Required work: Within the data below, copy each line where the string "shirt" is found.

|---|

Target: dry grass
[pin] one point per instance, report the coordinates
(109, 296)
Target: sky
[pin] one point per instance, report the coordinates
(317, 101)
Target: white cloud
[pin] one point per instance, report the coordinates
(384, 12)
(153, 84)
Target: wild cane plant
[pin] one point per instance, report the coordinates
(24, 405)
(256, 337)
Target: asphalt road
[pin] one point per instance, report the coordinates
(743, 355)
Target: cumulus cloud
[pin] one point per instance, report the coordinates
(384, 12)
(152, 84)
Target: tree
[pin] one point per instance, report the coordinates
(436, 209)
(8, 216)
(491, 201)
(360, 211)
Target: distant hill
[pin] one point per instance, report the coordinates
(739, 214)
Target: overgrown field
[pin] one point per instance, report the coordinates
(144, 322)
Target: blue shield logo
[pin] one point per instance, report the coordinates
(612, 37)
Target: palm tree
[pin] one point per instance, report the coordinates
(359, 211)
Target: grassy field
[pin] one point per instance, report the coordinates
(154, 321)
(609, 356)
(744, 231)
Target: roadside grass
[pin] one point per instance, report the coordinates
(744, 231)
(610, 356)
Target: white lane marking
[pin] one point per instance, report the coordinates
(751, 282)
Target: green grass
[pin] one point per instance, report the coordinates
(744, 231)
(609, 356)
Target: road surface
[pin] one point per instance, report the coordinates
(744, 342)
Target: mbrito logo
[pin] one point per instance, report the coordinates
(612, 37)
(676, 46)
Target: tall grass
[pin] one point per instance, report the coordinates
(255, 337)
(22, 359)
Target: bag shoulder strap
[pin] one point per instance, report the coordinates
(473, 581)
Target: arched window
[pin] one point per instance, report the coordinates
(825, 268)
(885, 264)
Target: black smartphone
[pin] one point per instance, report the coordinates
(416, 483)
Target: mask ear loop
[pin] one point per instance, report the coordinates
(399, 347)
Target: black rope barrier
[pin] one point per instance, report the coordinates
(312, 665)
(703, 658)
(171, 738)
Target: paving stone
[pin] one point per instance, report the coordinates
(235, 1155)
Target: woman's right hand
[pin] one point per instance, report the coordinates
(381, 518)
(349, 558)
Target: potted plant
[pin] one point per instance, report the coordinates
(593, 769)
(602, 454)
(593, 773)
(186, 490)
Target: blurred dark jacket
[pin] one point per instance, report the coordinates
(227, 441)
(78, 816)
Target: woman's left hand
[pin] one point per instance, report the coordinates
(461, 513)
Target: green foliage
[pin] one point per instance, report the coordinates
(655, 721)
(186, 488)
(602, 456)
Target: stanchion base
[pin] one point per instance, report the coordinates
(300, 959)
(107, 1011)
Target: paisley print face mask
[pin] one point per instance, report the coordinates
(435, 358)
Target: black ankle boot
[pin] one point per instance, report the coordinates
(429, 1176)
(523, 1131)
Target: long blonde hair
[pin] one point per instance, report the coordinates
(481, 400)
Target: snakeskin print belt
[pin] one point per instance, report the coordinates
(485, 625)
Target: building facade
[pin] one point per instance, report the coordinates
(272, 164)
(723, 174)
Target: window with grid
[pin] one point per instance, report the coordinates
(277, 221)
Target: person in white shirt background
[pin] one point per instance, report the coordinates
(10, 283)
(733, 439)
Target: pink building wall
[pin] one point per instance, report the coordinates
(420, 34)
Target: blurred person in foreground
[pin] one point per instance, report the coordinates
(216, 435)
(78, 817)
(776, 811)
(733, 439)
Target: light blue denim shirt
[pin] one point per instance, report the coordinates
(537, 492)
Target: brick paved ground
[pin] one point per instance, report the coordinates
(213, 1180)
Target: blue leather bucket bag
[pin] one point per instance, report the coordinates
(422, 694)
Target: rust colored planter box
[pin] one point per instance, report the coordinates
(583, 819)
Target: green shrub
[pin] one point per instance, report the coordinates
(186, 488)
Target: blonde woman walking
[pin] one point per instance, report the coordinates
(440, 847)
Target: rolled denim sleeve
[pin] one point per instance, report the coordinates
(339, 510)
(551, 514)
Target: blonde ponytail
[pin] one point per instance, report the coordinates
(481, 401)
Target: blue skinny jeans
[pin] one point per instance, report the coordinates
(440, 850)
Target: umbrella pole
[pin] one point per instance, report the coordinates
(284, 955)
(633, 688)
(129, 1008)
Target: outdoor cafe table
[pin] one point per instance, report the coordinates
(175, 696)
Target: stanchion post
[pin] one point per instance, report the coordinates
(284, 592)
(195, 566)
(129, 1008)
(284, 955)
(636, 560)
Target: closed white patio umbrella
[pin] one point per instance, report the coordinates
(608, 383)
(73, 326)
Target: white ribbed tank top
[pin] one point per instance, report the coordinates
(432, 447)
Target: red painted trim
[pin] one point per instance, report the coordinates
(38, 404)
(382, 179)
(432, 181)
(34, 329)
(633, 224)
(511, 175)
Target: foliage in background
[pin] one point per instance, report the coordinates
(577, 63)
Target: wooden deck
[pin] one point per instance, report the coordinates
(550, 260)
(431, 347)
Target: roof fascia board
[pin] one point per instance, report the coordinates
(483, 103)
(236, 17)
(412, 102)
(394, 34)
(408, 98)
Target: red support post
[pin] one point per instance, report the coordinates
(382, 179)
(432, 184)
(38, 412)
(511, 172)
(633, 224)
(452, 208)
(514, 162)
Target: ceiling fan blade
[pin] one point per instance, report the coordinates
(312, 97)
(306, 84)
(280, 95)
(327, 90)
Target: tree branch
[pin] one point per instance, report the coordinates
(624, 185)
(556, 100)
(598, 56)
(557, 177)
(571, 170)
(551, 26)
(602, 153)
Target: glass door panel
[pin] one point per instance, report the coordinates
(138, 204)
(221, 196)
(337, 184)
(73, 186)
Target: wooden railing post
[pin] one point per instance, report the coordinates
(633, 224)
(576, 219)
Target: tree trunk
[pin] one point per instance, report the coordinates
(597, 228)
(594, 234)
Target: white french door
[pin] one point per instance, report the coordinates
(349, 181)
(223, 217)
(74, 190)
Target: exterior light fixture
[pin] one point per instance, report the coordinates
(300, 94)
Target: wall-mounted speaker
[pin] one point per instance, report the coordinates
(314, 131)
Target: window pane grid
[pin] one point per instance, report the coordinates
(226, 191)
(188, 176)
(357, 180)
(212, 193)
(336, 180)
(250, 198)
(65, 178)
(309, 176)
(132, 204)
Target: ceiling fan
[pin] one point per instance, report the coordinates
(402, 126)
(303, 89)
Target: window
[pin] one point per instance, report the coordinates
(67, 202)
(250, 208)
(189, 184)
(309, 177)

|---|

Task answer:
Target: person in white shirt background
Target: light blue denim shirt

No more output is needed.